Colliers International conducted a survey Global Investor Sentiment Survey among those involved in the property industry - private and institutional investors from around the world. Questions were related to plans and expectations for the real estate market within the next 12 months and more. 2013 will be characterized by the expansion and development of foreign investment. The biggest obstacle is the lack of high-quality properties in good locations, and poor access to finance.
Tony Horrell, CEO of Colliers International in the UK and Ireland, says: Key investors have become more selective when it comes to the location of new investments. First they focus on the study of the local market and while planning investment in other countries, they try to target a specific sector. The survey also showed that the availability of debt financing will continue to be problematic, especially in the EMEA region, due to the strict conditions imposed by the banks and financial institutions and a low LTV ratio. There is therefore room for new financing providers, such as insurance companies. We anticipate a return to mezzanine financing. As a result, we expect greater activity on the part of specialized debt funds, expecting higher returns on investment than those achievable in the real estate sector.
According to the survey, in 2013 there will be a slow but steady increase in the volume of foreign investment. Investors from Asia, Latin America and the EMEA region had the greatest access to capital from outside their regions. The most attractive investment market on a global scale is the United States, followed by Asia and Western Europe, especially London, Paris and the leading German cities.
Real estate investors primarily choose the "safe" markets such as London, Paris, Frankfurt, Hamburg, Munich and New York. In global terms, investors are most interested in the office space market. In the United States and Latin America they focus on the logistics sector, while in Australia, Canada and New Zealand the focus is on shopping centers.

• [Records]
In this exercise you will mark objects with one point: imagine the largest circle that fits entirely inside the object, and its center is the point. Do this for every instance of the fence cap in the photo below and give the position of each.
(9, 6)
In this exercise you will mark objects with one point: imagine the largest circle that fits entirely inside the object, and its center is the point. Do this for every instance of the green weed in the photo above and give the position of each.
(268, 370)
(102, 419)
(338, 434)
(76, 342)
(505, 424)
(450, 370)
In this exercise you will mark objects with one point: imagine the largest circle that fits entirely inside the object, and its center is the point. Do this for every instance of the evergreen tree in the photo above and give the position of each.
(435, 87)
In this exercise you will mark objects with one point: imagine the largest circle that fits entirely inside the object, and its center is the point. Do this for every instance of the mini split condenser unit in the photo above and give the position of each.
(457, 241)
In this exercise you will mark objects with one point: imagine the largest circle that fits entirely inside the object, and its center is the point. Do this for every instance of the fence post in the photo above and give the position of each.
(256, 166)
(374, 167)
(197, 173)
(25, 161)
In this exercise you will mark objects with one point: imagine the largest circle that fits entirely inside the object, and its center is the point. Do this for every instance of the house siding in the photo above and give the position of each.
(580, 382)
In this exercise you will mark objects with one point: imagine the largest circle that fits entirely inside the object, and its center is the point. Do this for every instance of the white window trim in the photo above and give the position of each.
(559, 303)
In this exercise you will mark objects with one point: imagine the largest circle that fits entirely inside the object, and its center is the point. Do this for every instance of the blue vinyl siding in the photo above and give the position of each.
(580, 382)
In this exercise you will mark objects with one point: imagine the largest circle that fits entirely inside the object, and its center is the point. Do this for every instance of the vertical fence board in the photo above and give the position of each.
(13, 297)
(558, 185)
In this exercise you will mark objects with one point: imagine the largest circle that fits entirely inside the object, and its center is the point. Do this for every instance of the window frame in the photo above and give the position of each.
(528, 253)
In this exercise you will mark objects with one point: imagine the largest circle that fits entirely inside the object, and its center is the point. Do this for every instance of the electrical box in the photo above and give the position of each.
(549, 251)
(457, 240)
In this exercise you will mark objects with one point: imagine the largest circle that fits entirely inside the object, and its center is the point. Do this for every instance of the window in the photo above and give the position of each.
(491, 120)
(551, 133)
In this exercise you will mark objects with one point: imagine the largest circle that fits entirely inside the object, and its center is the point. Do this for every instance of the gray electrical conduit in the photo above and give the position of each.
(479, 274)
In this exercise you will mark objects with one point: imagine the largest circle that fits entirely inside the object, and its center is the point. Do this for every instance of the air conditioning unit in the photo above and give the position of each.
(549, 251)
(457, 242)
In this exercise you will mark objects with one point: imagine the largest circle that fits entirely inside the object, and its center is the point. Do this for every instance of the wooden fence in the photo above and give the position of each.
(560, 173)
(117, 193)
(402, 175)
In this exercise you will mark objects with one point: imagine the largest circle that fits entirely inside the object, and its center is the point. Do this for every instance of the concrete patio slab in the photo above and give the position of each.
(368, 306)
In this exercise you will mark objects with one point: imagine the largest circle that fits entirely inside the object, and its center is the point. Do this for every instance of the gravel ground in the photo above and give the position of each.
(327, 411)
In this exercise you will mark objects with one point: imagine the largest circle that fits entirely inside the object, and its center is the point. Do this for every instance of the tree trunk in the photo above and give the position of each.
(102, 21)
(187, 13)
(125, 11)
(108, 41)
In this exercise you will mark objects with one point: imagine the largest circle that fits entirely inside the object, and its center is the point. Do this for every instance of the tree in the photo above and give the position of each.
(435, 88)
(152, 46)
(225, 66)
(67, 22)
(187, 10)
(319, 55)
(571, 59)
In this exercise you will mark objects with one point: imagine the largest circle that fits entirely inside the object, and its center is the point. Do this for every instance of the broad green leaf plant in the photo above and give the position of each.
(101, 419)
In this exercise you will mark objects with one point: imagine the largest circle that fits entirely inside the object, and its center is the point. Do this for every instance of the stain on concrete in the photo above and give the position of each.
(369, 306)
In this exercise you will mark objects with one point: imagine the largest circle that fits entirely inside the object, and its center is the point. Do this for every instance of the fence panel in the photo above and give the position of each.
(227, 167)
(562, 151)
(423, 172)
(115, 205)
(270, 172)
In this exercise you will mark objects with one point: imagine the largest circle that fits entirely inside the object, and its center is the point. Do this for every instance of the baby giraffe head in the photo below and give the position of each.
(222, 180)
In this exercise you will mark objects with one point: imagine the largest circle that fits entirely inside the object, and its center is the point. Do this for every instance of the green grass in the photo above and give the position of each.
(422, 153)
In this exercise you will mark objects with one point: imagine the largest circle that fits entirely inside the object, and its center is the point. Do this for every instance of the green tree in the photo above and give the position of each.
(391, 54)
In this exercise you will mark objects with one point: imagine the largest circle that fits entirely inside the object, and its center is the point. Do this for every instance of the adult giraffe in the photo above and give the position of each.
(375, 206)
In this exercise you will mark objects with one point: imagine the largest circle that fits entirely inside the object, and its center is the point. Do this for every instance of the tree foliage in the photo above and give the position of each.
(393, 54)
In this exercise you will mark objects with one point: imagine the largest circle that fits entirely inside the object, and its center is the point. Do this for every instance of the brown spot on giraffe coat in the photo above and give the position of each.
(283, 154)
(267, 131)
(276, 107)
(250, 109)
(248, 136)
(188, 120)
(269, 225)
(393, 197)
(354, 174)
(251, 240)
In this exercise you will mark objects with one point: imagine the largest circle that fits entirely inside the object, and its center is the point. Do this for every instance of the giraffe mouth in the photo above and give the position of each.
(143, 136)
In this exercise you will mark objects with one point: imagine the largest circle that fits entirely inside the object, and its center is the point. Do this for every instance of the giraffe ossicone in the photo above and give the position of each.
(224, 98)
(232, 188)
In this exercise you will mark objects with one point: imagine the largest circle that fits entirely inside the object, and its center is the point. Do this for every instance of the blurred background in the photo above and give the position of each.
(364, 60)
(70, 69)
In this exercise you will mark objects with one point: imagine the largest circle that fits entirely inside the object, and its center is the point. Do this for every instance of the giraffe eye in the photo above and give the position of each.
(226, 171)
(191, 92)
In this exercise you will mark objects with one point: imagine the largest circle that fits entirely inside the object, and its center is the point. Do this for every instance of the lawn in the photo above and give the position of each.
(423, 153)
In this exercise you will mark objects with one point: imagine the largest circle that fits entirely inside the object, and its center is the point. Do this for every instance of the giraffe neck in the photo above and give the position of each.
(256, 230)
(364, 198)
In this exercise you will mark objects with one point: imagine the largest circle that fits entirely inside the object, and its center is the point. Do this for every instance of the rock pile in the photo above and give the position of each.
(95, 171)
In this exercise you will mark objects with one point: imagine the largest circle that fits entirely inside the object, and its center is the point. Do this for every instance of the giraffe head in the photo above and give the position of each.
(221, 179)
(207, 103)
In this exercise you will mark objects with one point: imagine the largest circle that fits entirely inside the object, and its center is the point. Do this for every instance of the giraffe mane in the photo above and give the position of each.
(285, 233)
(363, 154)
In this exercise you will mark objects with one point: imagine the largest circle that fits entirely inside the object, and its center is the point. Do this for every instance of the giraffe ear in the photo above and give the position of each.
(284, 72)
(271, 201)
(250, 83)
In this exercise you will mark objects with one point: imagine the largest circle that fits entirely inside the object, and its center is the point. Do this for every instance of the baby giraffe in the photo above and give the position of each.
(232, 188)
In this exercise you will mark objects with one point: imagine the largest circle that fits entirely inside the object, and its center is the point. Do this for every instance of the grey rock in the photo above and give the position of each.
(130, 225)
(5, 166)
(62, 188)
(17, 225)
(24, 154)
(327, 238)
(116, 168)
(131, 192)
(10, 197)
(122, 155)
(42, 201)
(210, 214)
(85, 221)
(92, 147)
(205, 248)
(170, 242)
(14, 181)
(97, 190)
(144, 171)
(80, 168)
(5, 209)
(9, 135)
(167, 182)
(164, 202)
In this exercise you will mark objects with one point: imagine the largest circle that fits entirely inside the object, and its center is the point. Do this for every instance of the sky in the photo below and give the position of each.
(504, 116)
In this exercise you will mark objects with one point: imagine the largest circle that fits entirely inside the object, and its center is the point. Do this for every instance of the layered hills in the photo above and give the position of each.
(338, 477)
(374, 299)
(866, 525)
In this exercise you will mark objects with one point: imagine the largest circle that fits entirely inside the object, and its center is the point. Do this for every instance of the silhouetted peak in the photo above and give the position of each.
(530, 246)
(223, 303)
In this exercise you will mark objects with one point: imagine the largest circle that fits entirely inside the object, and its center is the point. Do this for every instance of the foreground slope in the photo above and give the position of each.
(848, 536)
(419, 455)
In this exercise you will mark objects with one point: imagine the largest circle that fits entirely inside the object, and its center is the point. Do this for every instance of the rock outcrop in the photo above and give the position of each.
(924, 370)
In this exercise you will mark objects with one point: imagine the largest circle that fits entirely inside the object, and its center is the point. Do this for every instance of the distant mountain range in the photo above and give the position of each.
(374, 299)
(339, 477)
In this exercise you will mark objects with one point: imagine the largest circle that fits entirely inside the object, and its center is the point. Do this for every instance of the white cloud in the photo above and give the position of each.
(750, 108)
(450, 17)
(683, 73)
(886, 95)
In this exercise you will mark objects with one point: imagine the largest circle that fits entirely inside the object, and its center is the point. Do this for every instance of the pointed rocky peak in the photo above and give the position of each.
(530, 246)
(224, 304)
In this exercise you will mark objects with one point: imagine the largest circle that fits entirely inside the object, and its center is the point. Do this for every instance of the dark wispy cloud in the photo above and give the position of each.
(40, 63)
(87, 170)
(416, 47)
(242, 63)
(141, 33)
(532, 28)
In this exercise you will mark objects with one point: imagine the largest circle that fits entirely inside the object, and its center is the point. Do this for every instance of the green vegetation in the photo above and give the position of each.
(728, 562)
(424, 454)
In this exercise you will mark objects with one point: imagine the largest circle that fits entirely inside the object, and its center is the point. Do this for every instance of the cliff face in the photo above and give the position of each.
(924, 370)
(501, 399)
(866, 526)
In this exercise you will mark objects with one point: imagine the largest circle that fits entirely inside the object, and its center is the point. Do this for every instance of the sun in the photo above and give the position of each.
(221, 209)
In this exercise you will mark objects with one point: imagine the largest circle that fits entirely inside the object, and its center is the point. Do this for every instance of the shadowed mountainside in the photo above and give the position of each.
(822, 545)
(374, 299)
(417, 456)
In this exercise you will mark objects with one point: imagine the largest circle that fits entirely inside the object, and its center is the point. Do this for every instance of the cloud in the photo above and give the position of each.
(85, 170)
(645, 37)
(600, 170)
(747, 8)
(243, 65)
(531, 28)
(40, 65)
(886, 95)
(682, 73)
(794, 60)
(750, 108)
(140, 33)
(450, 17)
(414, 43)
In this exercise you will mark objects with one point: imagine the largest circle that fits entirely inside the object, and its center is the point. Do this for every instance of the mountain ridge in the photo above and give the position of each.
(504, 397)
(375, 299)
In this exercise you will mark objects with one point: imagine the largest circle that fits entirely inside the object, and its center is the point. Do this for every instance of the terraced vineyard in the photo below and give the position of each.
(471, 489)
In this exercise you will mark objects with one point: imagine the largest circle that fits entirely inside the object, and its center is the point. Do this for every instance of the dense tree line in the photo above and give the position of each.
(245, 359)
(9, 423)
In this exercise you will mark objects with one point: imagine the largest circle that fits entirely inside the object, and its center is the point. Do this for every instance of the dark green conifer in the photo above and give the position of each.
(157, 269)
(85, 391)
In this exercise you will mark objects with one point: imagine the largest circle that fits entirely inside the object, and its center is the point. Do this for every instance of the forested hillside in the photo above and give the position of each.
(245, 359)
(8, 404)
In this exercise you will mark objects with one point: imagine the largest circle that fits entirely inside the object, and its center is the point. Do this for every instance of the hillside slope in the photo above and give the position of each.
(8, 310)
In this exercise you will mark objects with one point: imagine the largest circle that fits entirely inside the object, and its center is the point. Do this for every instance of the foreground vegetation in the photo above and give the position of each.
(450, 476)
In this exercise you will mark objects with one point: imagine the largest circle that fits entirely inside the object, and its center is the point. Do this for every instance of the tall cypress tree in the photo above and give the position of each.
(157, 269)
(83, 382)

• [Work required] Reproduce word for word the stretch of the investor survey article from "According to the" through "on shopping centers.".

• [Finished task]
According to the survey, in 2013 there will be a slow but steady increase in the volume of foreign investment. Investors from Asia, Latin America and the EMEA region had the greatest access to capital from outside their regions. The most attractive investment market on a global scale is the United States, followed by Asia and Western Europe, especially London, Paris and the leading German cities.
Real estate investors primarily choose the "safe" markets such as London, Paris, Frankfurt, Hamburg, Munich and New York. In global terms, investors are most interested in the office space market. In the United States and Latin America they focus on the logistics sector, while in Australia, Canada and New Zealand the focus is on shopping centers.